Early March is always a time of keen transition in our part of the world. The cliches about “in like a lion, out like a lamb” seldom hold true in black and white. Furthermore, as a distance runner for more than forty years, I’ve been coddled by lions and stomped by lambs.
Only one thing holds pure and true in the month of March. That is when the blackbirds return. The call of a red-winged blackbird from a fencepost or an overhead wire is a sure enough sign of spring that one can let down ever so slightly.
These are hardy birds, mind you. They frequently fly through snowstorms to get here in Illinois by early March. And what’s the rush? Well, the males want to be ready and on territory by the time the weather actually shifts, typically in late March or early April. Until then, it’s a back and forth process with blackbirds setting up shop on suitable breeding grounds only to flock back together when the weather turns bitter cold again.
Their survival instincts tell them when to turn on the hormones and when to shut them off. Birds in a flock depend on a collective wisdom assembled through millions of years of evolution. The birds we see today are the product of the survivors of experiments in feeding and breeding. Any fatal instinct or turn of bad luck weeds out individuals that don’t get to pass on their breeding stock from one generation to the next.
Weeding out the weak
It’s a whittling process, much like the manner in which the pace of a race weeds out the slower competitors until but a few remain. And as numerous as blackbirds can be in some areas, they still constitute the tip of a spear that goes back millions of years. This is what’s so insulting about the notion that all this nature we can witness is the result of some slapdash effort by God to toss it together in a few days. That worldview places human beings at the top of the order and dumps the rest into some weaker category of existence. But it’s not true. Every living thing we see on this earth is a massively refined product of time and yes, of tradition.

• **RECORDED DATA**
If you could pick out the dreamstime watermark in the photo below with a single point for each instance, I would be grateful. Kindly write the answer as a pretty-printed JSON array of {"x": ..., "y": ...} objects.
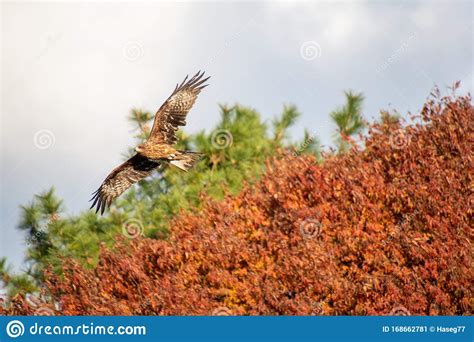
[
  {"x": 15, "y": 329},
  {"x": 399, "y": 311},
  {"x": 44, "y": 139},
  {"x": 132, "y": 51},
  {"x": 303, "y": 147},
  {"x": 399, "y": 139},
  {"x": 317, "y": 309},
  {"x": 132, "y": 228},
  {"x": 311, "y": 228},
  {"x": 222, "y": 311},
  {"x": 221, "y": 139},
  {"x": 310, "y": 50}
]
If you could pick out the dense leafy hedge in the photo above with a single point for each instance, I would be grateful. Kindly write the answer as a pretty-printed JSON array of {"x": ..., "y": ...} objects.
[{"x": 380, "y": 229}]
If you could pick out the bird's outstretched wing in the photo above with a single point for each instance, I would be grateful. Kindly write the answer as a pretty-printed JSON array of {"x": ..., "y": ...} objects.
[
  {"x": 120, "y": 179},
  {"x": 173, "y": 112}
]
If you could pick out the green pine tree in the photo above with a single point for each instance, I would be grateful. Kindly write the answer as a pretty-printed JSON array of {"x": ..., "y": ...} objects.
[{"x": 235, "y": 151}]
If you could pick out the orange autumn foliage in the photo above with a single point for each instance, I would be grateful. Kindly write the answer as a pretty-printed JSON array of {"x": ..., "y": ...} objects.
[{"x": 384, "y": 227}]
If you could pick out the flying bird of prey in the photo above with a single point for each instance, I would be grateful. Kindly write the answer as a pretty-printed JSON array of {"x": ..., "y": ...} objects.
[{"x": 158, "y": 148}]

• **REQUIRED WORK**
**a)** Rewrite the paragraph of the blackbird essay that begins "These are hardy birds, mind you" as a shorter paragraph that keeps its main facts.
**b)** For each statement, say whether it agrees with the blackbird essay. Answer yes or no, and quote the words of the essay that decide it.
(i) The writer has been a distance runner for more than forty years.
(ii) Blackbirds usually do not reach Illinois until late March or early April.
(iii) The essay holds that human beings stand at the top of the order above all other living things.
**c)** Continue the blackbird essay, starting after its final sentence.

• **LIST OF ANSWERS**
**a)** Red-winged blackbirds are hardy and often fly through snowstorms to reach Illinois by early March. The males hurry so that they are on territory when the weather truly changes, usually in late March or early April. Until then, the birds settle on breeding grounds and then flock together again whenever bitter cold returns.

**b)**
(i) Yes: "as a distance runner for more than forty years"
(ii) No: "They frequently fly through snowstorms to get here in Illinois by early March."
(iii) No: "That worldview places human beings at the top of the order and dumps the rest into some weaker category of existence. But it’s not true."

**c)**
That’s why birds of feather flock together. It’s tradition that keeps birds and all living things alive. It may not be cognizant tradition in the manner of which we’re accustomed to thinking, but it is tradition just the same.
The other way around
If anything it is humans who imitate nature, not the other way around. Those running routes we established in college all had names. We branded them after landmarks found along the way. Thus one of our favorite running routes in college was named Wonder Left after the sign for the Wonder Cave billboard at the counter corner of Route 52 and Meadowlark Lane north of Decorah, Iowa.
We’d proceed from campus up the long hill out of the valley and typically face a north wind in the spring season. There was nothing blocking that wind for another 500 miles north. It was all low hills and cornfields from us to the Boundary Waters in northern Minnesota.
The wind would roar in our ears as we plied our way through it. Yet somewhere along the way, I’d hear the sound of a red-winged blackbird calling from a wire. And I’d think, “This is only temporary.”
Typically, it was. Yet some springs winter would hold on well into April. Which drove us to manic lengths trying to fix our hopes on some day to come where we could actually run outside in shorts, not baggy sweats. One chill April day that was marginal enough that we could actually run in shorts in the high forties or low fifties, some at the back of the pack started up a chant, “The weather sucks! We want spring!”
This went on for a mile or two before we arrived back on campus so sick of the damp air that someone stopped and yanked off their shorts and ran past the whole team. That pair of pale butt checks set off a springtime alarm of sorts. We all stripped naked and held our running stuff in our hands to gather at the door of the college union. Then on the count of three, we all spilled into the cafeteria stark naked and running in a furious clambering line. “The weather sucks! We want spring!”
He who hesitates is lost
But one guy hesitated back at the door. He was twenty yards behind when he finally decided to make a break for it and follow us naked through the cafeteria. Big mistake. Once the crowd inside the cafeteria was warned, a few football players or some other gathering of big guys was ready for the next wave if it was going to come. They leapt up and grabbed our teammate and tied him to a post with his own clothes. He was a shy dude by nature, you see, so that had to be agony.
Years later our little Luther College became known for a ritual called Naked Soccer . The whole notion makes me very proud of my alma mater. Granted, it was probably snuffed out, a sign that the administration feared the seemingly inevitable incident of raw sexual harassment or worse. But I still don’t believe that getting naked is, on its own, a true crime.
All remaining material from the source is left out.